▶ **Work order**: Reproduce word for word the stretch of the internship program text from "So far, the" through "lasting 4-6 hours.".

▶ **Passage provided**:
++++++++
Our internship program is training future leaders in healthcare
Our sexual health clinical training program at Strut, launched in the fall of 2018, is creating a path to full-time jobs in healthcare and continued education. This entry-level training program is bringing new opportunities to queer and trans individuals, people living with HIV, people of color, people with a history of substance use and others who are connected to populations served by our organization. By paying trainees, the program is providing job training to people in our community who might otherwise have difficulty building up the necessary experience to succeed in a competitive job market.
“This is a really innovative program and we’re seeing lots of success from it,” said Jeremy Zondlo, manager of the volunteer and intern program. “Trainees get direct, on-the-job exposure to many different areas of our work in a short amount of time, and they have the opportunity to explore areas that are most of interest to them. And most if not all of our program graduates go on to find jobs in the field or continue their education afterwards. There really aren’t that many immersive education opportunities like this where people are also getting paid.”
So far, the program has trained three cohorts of community members in HIV test counseling, health education, service navigation, PrEP and HIV benefits navigation and community events. Trainees rotate through different roles at Strut, our health and wellness center in the Castro, supporting HIV test counseling, clinical services, social and educational events, and more. The program lasts six months, with 3-4 shifts per week lasting 4-6 hours.
++++++++
▶ **Listed records**:

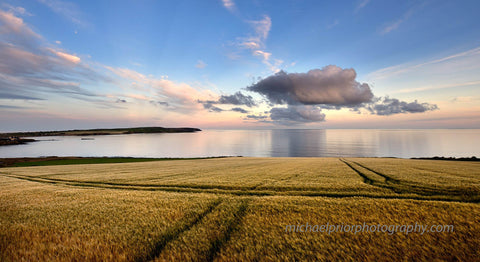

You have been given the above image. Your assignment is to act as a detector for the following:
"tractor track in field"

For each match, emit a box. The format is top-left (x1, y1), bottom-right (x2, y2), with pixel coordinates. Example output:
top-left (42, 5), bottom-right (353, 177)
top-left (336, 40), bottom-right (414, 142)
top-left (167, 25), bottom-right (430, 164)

top-left (4, 173), bottom-right (480, 203)
top-left (135, 198), bottom-right (223, 261)
top-left (339, 159), bottom-right (480, 202)
top-left (206, 199), bottom-right (248, 261)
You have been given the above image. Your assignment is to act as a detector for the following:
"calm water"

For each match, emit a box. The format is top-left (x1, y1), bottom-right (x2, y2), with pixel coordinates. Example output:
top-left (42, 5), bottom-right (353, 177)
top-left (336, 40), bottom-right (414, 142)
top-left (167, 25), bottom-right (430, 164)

top-left (0, 129), bottom-right (480, 158)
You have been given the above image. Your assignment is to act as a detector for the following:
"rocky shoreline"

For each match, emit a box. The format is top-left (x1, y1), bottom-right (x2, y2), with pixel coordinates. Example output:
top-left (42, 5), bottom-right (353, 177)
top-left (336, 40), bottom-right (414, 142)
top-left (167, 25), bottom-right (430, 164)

top-left (0, 127), bottom-right (202, 146)
top-left (0, 136), bottom-right (36, 146)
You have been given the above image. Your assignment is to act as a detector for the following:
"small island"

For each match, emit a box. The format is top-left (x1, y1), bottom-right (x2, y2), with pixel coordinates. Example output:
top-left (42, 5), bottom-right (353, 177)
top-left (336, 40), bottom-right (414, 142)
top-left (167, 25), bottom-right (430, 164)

top-left (0, 127), bottom-right (202, 146)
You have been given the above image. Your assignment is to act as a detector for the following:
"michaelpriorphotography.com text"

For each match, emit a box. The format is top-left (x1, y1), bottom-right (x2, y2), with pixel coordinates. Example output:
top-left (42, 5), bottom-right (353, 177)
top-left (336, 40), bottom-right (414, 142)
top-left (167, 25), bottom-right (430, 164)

top-left (285, 222), bottom-right (454, 235)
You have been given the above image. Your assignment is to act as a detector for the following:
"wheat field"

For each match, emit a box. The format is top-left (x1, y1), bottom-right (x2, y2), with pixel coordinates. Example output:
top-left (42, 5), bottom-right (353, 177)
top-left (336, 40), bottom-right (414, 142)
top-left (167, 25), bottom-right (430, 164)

top-left (0, 158), bottom-right (480, 261)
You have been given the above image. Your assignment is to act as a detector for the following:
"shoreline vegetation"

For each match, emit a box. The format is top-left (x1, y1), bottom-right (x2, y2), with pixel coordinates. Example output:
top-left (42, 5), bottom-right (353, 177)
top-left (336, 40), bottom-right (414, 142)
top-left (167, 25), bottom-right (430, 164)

top-left (0, 157), bottom-right (480, 261)
top-left (0, 127), bottom-right (202, 146)
top-left (0, 156), bottom-right (480, 168)
top-left (0, 156), bottom-right (233, 168)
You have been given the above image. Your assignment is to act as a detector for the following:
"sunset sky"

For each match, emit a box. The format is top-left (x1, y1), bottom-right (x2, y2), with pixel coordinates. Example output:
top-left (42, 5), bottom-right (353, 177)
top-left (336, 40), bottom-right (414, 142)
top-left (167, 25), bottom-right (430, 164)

top-left (0, 0), bottom-right (480, 131)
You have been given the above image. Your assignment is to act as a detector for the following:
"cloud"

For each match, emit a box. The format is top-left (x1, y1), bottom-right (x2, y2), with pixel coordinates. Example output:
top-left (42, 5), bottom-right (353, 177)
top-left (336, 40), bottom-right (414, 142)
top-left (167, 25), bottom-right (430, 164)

top-left (0, 10), bottom-right (110, 101)
top-left (253, 50), bottom-right (272, 61)
top-left (48, 48), bottom-right (81, 64)
top-left (247, 65), bottom-right (373, 105)
top-left (37, 0), bottom-right (88, 27)
top-left (203, 103), bottom-right (224, 112)
top-left (195, 60), bottom-right (207, 69)
top-left (327, 19), bottom-right (340, 29)
top-left (246, 115), bottom-right (268, 120)
top-left (354, 0), bottom-right (370, 13)
top-left (197, 91), bottom-right (257, 110)
top-left (150, 100), bottom-right (169, 107)
top-left (216, 91), bottom-right (257, 107)
top-left (230, 107), bottom-right (248, 114)
top-left (222, 0), bottom-right (235, 12)
top-left (247, 65), bottom-right (438, 124)
top-left (0, 10), bottom-right (40, 39)
top-left (106, 66), bottom-right (218, 114)
top-left (380, 1), bottom-right (427, 35)
top-left (367, 47), bottom-right (480, 80)
top-left (365, 97), bottom-right (438, 116)
top-left (270, 105), bottom-right (325, 125)
top-left (249, 15), bottom-right (272, 41)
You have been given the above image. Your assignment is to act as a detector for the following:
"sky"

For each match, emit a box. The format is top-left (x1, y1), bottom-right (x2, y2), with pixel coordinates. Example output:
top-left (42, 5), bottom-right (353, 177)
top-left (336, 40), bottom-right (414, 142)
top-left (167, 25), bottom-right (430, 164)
++++++++
▶ **Answer section**:
So far, the program has trained three cohorts of community members in HIV test counseling, health education, service navigation, PrEP and HIV benefits navigation and community events. Trainees rotate through different roles at Strut, our health and wellness center in the Castro, supporting HIV test counseling, clinical services, social and educational events, and more. The program lasts six months, with 3-4 shifts per week lasting 4-6 hours.